Instruction - Everything from the line holding "Segment the reflective" through the last line below must be repeated exactly, and nothing else.

Rows from a dataset:
- - - - -
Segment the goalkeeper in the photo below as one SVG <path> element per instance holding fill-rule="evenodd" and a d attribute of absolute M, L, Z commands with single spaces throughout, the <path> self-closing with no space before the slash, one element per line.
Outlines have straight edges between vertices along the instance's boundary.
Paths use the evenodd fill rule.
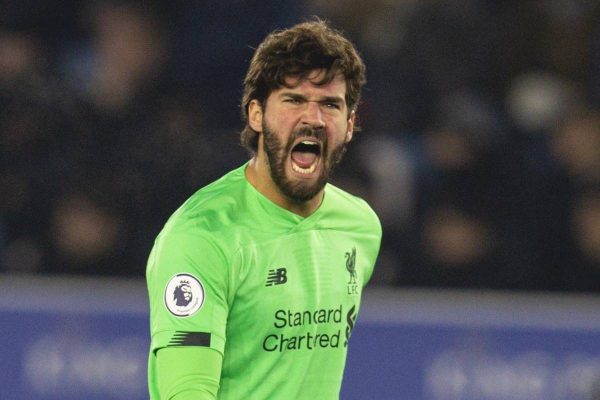
<path fill-rule="evenodd" d="M 148 260 L 152 399 L 339 397 L 381 241 L 367 203 L 327 183 L 364 83 L 353 45 L 318 19 L 257 48 L 251 159 L 192 195 Z"/>

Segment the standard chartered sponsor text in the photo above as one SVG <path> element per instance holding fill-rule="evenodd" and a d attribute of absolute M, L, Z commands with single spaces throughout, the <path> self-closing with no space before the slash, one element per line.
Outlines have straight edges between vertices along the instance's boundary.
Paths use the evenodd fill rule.
<path fill-rule="evenodd" d="M 337 308 L 293 311 L 279 309 L 275 311 L 273 326 L 280 331 L 267 335 L 263 340 L 265 351 L 313 350 L 315 348 L 337 348 L 340 346 L 342 323 L 342 305 Z M 334 327 L 320 328 L 316 325 Z M 307 329 L 298 329 L 306 327 Z M 296 329 L 284 329 L 296 328 Z"/>

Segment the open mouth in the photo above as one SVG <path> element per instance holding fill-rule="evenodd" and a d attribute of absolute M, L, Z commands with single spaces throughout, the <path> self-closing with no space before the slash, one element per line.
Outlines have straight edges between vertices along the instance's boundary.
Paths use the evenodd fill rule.
<path fill-rule="evenodd" d="M 292 148 L 292 169 L 300 174 L 315 172 L 321 159 L 321 146 L 314 140 L 302 140 Z"/>

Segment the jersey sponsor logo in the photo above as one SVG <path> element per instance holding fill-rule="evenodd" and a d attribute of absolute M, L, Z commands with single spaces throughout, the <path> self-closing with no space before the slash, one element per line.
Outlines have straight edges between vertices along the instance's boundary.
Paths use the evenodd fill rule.
<path fill-rule="evenodd" d="M 315 310 L 279 309 L 275 311 L 273 320 L 276 330 L 264 337 L 262 348 L 267 352 L 280 353 L 346 348 L 357 315 L 355 304 L 347 312 L 344 312 L 342 304 Z"/>
<path fill-rule="evenodd" d="M 204 287 L 191 274 L 180 273 L 165 288 L 165 306 L 176 317 L 189 317 L 204 304 Z"/>
<path fill-rule="evenodd" d="M 348 294 L 358 294 L 358 284 L 356 283 L 356 247 L 352 248 L 352 251 L 347 251 L 346 257 L 346 270 L 350 274 L 350 279 L 347 283 Z"/>
<path fill-rule="evenodd" d="M 283 285 L 287 282 L 287 269 L 270 269 L 265 286 Z"/>

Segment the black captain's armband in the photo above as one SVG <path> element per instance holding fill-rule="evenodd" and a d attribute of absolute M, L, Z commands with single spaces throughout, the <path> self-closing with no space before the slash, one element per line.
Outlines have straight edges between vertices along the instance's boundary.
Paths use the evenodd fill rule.
<path fill-rule="evenodd" d="M 181 332 L 173 334 L 168 347 L 171 346 L 201 346 L 210 347 L 210 333 L 207 332 Z"/>

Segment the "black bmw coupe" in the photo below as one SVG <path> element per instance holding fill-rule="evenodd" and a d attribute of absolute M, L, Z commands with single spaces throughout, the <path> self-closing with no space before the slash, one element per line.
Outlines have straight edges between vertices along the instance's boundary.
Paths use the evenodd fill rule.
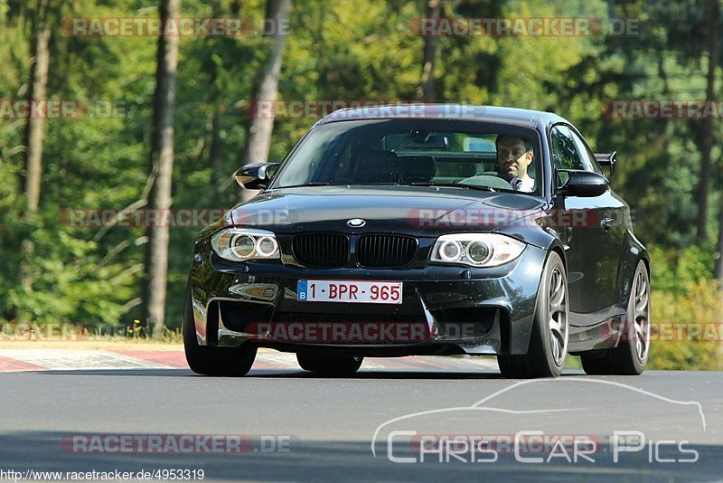
<path fill-rule="evenodd" d="M 186 291 L 196 373 L 244 375 L 258 347 L 352 374 L 363 357 L 496 355 L 506 377 L 639 374 L 650 260 L 612 174 L 551 113 L 345 109 L 204 228 Z"/>

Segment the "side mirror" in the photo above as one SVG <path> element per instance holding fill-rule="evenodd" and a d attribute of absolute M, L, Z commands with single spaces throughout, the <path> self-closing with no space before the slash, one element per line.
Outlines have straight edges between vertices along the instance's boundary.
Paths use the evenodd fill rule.
<path fill-rule="evenodd" d="M 617 163 L 617 151 L 612 153 L 595 153 L 595 159 L 601 166 L 610 166 L 610 175 L 615 172 L 615 163 Z"/>
<path fill-rule="evenodd" d="M 563 196 L 599 196 L 610 187 L 607 178 L 597 173 L 577 169 L 566 169 L 568 181 L 558 193 Z"/>
<path fill-rule="evenodd" d="M 241 166 L 233 175 L 236 183 L 248 190 L 262 190 L 276 174 L 278 163 L 253 163 Z"/>

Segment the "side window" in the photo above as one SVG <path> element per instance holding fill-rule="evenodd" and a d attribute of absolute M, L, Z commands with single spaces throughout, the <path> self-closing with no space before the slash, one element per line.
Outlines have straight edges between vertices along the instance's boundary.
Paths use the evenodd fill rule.
<path fill-rule="evenodd" d="M 599 166 L 597 166 L 597 161 L 595 160 L 595 156 L 590 152 L 590 148 L 587 147 L 587 145 L 585 144 L 585 141 L 582 140 L 582 137 L 577 136 L 577 134 L 572 129 L 568 128 L 568 130 L 572 135 L 572 138 L 575 141 L 575 146 L 577 147 L 577 152 L 580 154 L 580 159 L 582 159 L 582 164 L 584 166 L 583 169 L 602 175 L 602 170 L 600 170 Z"/>
<path fill-rule="evenodd" d="M 572 137 L 572 133 L 566 126 L 555 126 L 550 133 L 552 138 L 552 162 L 558 172 L 558 185 L 568 181 L 566 169 L 585 169 L 580 153 Z"/>

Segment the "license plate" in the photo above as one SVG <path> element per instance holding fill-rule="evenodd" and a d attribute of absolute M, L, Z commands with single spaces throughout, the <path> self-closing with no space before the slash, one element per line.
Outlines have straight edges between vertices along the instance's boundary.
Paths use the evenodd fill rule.
<path fill-rule="evenodd" d="M 400 304 L 402 282 L 367 280 L 298 280 L 301 302 Z"/>

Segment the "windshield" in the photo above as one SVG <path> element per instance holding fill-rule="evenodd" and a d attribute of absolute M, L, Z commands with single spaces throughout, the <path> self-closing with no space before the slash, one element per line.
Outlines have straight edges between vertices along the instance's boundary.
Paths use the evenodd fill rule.
<path fill-rule="evenodd" d="M 364 119 L 318 126 L 271 187 L 458 185 L 540 194 L 537 131 L 472 120 Z"/>

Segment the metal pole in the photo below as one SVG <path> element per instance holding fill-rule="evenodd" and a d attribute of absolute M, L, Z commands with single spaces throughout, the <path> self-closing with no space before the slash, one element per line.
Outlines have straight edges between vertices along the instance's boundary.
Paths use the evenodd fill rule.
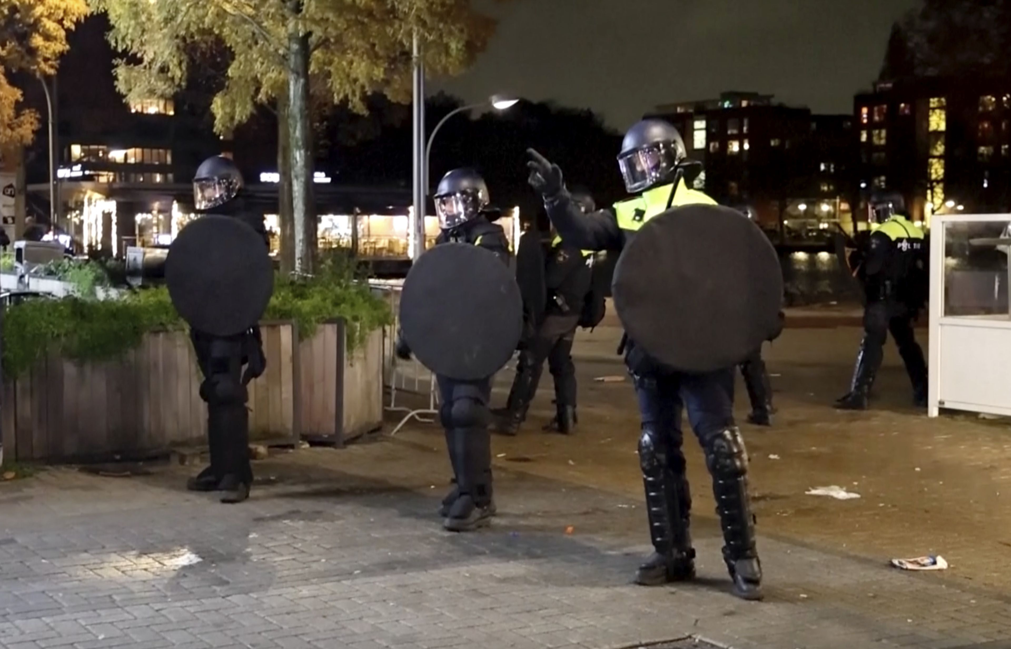
<path fill-rule="evenodd" d="M 54 228 L 57 226 L 57 217 L 60 215 L 60 210 L 57 206 L 57 195 L 59 192 L 56 169 L 56 124 L 53 119 L 53 96 L 50 94 L 50 86 L 41 77 L 38 77 L 38 82 L 42 84 L 42 90 L 45 91 L 45 108 L 49 111 L 50 118 L 50 227 Z"/>
<path fill-rule="evenodd" d="M 436 138 L 436 133 L 442 128 L 442 125 L 452 117 L 453 115 L 463 112 L 465 110 L 472 110 L 474 108 L 480 108 L 487 102 L 481 102 L 479 104 L 470 104 L 469 106 L 460 106 L 459 108 L 454 108 L 453 110 L 446 113 L 446 116 L 439 120 L 436 127 L 432 129 L 432 134 L 429 135 L 429 144 L 425 147 L 425 194 L 428 195 L 429 190 L 429 172 L 432 170 L 432 142 Z"/>
<path fill-rule="evenodd" d="M 415 249 L 412 259 L 425 252 L 425 196 L 428 179 L 425 177 L 425 62 L 422 60 L 422 44 L 415 31 L 413 41 L 413 206 L 415 206 Z"/>

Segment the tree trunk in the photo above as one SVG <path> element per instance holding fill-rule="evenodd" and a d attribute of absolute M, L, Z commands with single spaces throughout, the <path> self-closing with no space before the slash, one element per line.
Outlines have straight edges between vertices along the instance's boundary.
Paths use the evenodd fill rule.
<path fill-rule="evenodd" d="M 295 15 L 301 3 L 292 3 Z M 295 17 L 288 30 L 288 128 L 291 148 L 291 206 L 294 214 L 294 272 L 312 273 L 316 216 L 312 200 L 312 131 L 309 122 L 309 37 Z"/>
<path fill-rule="evenodd" d="M 291 144 L 288 131 L 288 97 L 277 99 L 277 220 L 281 228 L 281 272 L 295 270 L 295 215 L 291 207 Z"/>

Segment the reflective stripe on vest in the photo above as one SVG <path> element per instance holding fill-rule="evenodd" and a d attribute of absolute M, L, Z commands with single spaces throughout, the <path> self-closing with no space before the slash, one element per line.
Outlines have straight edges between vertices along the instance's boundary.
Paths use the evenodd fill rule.
<path fill-rule="evenodd" d="M 560 235 L 555 235 L 555 238 L 554 238 L 553 240 L 551 240 L 551 247 L 552 247 L 552 248 L 556 248 L 556 247 L 558 246 L 558 244 L 560 244 L 560 243 L 562 243 L 562 238 L 561 238 L 561 236 L 560 236 Z M 580 254 L 581 254 L 581 255 L 582 255 L 583 257 L 589 257 L 590 255 L 592 255 L 592 254 L 593 254 L 593 252 L 594 252 L 594 251 L 591 251 L 591 250 L 580 250 L 580 251 L 579 251 L 579 253 L 580 253 Z"/>
<path fill-rule="evenodd" d="M 615 203 L 615 215 L 618 226 L 622 229 L 637 230 L 647 220 L 667 210 L 667 200 L 670 198 L 670 185 L 661 185 L 643 192 L 640 196 Z M 695 189 L 688 189 L 683 183 L 677 186 L 671 207 L 702 203 L 716 205 L 716 201 Z"/>
<path fill-rule="evenodd" d="M 895 215 L 892 218 L 889 218 L 875 231 L 885 235 L 893 242 L 899 242 L 906 239 L 923 239 L 923 230 L 910 222 L 910 220 L 905 216 L 900 215 Z"/>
- - - - -
Exercise output -
Segment the reflective stripe on vest in the photo above as one SVG <path> element per instance holding fill-rule="evenodd" and a d attribute of absolute M, L, Z commands with single spaces throughout, the <path> self-closing with no space before the slash, one element per line.
Outlines have straight edges between vertices along the instance's boundary.
Paths use the evenodd fill rule.
<path fill-rule="evenodd" d="M 560 235 L 555 235 L 555 238 L 554 238 L 553 240 L 551 240 L 551 247 L 552 247 L 552 248 L 556 248 L 556 247 L 558 246 L 558 244 L 560 244 L 560 243 L 562 243 L 562 238 L 561 238 L 561 236 L 560 236 Z M 580 254 L 581 254 L 581 255 L 582 255 L 583 257 L 589 257 L 590 255 L 592 255 L 592 254 L 593 254 L 593 252 L 594 252 L 594 251 L 591 251 L 591 250 L 580 250 L 580 251 L 579 251 L 579 253 L 580 253 Z"/>
<path fill-rule="evenodd" d="M 615 203 L 615 215 L 618 226 L 622 229 L 637 230 L 647 220 L 667 210 L 667 200 L 670 198 L 670 185 L 661 185 L 643 192 L 640 196 Z M 695 189 L 688 189 L 683 183 L 677 186 L 671 207 L 702 203 L 716 205 L 716 201 Z"/>
<path fill-rule="evenodd" d="M 895 215 L 892 218 L 889 218 L 875 231 L 885 235 L 893 242 L 899 242 L 906 239 L 923 239 L 923 230 L 910 222 L 910 220 L 905 216 L 900 215 Z"/>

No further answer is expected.